═════ PROVIDED RECORDS ═════

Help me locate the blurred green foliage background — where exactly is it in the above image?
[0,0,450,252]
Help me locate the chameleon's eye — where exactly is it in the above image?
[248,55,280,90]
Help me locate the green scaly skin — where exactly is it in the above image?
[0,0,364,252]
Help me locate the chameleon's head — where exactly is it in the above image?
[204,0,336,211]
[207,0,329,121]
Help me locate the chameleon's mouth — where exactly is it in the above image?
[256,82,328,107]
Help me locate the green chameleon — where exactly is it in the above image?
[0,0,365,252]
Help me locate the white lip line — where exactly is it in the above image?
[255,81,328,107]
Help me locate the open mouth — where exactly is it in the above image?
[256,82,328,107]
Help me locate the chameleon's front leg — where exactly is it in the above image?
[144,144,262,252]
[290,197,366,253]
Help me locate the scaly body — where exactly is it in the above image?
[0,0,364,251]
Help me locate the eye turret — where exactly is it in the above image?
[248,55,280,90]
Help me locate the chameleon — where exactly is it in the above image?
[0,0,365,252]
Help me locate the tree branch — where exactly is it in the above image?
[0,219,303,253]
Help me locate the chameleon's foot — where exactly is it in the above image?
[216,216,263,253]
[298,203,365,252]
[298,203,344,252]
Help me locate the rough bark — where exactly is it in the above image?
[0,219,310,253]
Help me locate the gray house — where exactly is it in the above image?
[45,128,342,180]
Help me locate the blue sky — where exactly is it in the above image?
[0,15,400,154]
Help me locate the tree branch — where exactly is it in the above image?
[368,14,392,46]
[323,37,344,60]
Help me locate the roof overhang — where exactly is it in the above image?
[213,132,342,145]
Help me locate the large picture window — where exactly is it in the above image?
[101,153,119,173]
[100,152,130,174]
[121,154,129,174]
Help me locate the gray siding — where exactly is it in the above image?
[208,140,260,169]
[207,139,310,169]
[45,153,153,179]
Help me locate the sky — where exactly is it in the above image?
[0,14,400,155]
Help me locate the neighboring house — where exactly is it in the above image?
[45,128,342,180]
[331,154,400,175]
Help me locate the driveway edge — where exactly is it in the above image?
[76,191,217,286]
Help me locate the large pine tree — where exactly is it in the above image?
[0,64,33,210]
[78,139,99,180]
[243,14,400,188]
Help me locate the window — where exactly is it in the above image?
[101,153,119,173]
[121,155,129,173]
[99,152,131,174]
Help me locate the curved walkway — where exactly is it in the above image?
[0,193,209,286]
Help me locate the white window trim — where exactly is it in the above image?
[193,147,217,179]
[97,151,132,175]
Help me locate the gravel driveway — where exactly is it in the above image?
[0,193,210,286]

═════

Print all of the items above word for word, with no changes.

- **ANSWER IN FULL**
Help me locate the blurred green foliage background — where exactly is it in the above image?
[0,0,450,252]
Help me locate the chameleon's eye — where exactly is it in the above image?
[248,55,280,90]
Help me locate the green scaly skin — where exactly is it in the above image?
[0,0,364,252]
Help me locate the chameleon's head — where exactly is it in the above image?
[204,0,336,211]
[207,0,329,121]
Help me locate the chameleon's mouth — where exactly is it in the above image?
[256,82,328,107]
Help me locate the green chameleon — where exactly is it in the above image?
[0,0,365,252]
Help me locate the white lip line — where exactly is it in the above image?
[255,81,328,107]
Help me locate the open mouth — where exactly is it in the above image?
[256,82,328,107]
Help me locate the chameleon's front leg — where exactly is it in the above image?
[144,144,262,252]
[290,197,366,253]
Help me locate the scaly body — where exactly is it in the above image?
[0,0,364,251]
Help me locate the eye turret — where exactly is it in the above image?
[248,55,280,90]
Help me locate the chameleon — where exactly is it in the above image?
[0,0,365,252]
Help me locate the tree branch — where exactly is it in the above image?
[0,219,303,253]
Help me locate the chameleon's foot — where exactly is it in the above image?
[216,216,263,253]
[298,203,365,252]
[298,203,344,252]
Help me locate the rough bark — where exactly is it in the above image?
[0,219,310,253]
Help me locate the gray house — where exactly is it in the above image?
[45,128,342,180]
Help me locate the blue sky — where exactly is it in the above image?
[0,15,400,154]
Help me locate the tree branch — where exactly is it in the above image?
[368,14,392,46]
[323,37,344,60]
Help me locate the roof overhang — where exactly is it in the above image?
[213,132,342,145]
Help me locate the large picture window — where exactly is it in the above image?
[101,153,119,173]
[100,152,130,174]
[121,154,129,174]
Help me locate the gray siding — where exactly is it in the above image?
[208,140,260,169]
[207,139,310,169]
[45,153,153,179]
Help me locate the sky — where exactly is it in the above image?
[0,14,400,155]
Help me locate the neighboring house — where exactly is it in the above image?
[45,128,342,180]
[331,154,400,175]
Help me locate the driveway edge — where exactly is it in the above image?
[76,191,217,286]
Help me locate the large pine tree — where exactly is it in the above image?
[0,64,33,210]
[78,139,99,180]
[243,14,400,188]
Help me locate the window — where exactly is it in the above image?
[101,153,119,173]
[121,155,129,173]
[99,152,131,174]
Help me locate the curved walkway — where exactly is it in the above image?
[0,193,209,286]
Help me locate the white window trim — where exactly is it in the above image?
[193,147,217,179]
[97,151,132,175]
Help me locate the gravel driveway — where exactly is it in the above image?
[0,193,210,286]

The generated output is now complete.